## START

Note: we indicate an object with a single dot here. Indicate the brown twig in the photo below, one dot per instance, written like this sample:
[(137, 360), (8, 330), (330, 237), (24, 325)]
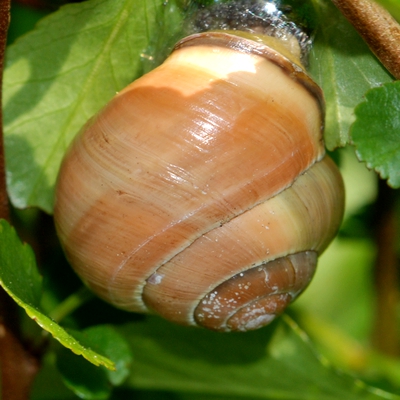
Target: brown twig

## END
## START

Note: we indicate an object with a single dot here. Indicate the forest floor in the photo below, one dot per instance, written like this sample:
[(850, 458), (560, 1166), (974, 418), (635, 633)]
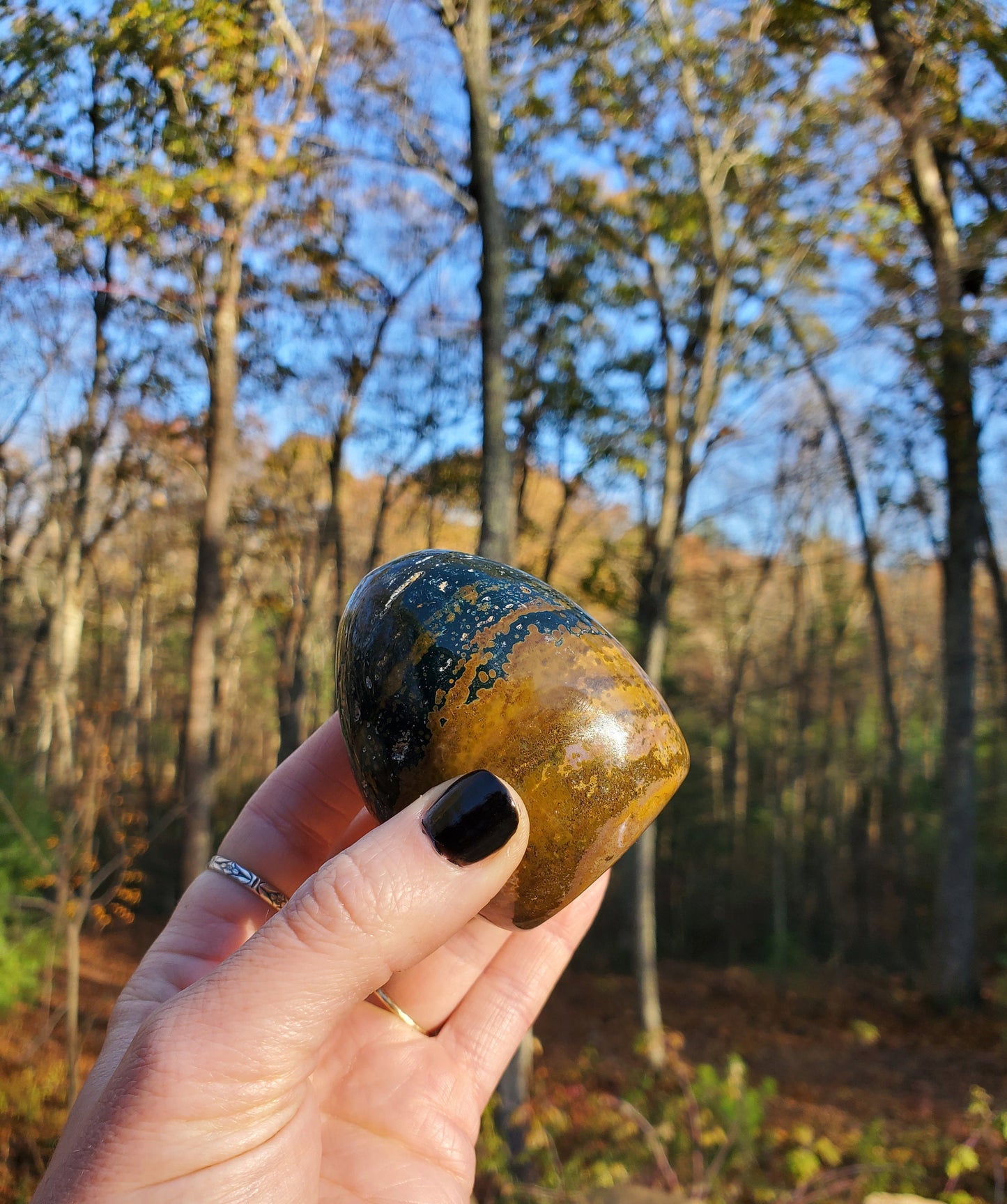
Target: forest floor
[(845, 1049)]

## END

GOAL: Can you put everything in the listing above, from the line containing "Indicate the forest" down to the line containing "[(845, 1049)]", into a JSON list of strings with one string per line, skipping blank lines and leaving the pictures out?

REPLY TO THE TASK:
[
  "Note: we indicate an object with a single dot here. Indicate the forest floor in the photo below, one dot per instance, written like this sample:",
  "[(850, 458), (560, 1166), (974, 418), (635, 633)]",
  "Target: forest floor",
  "[(845, 1049)]"
]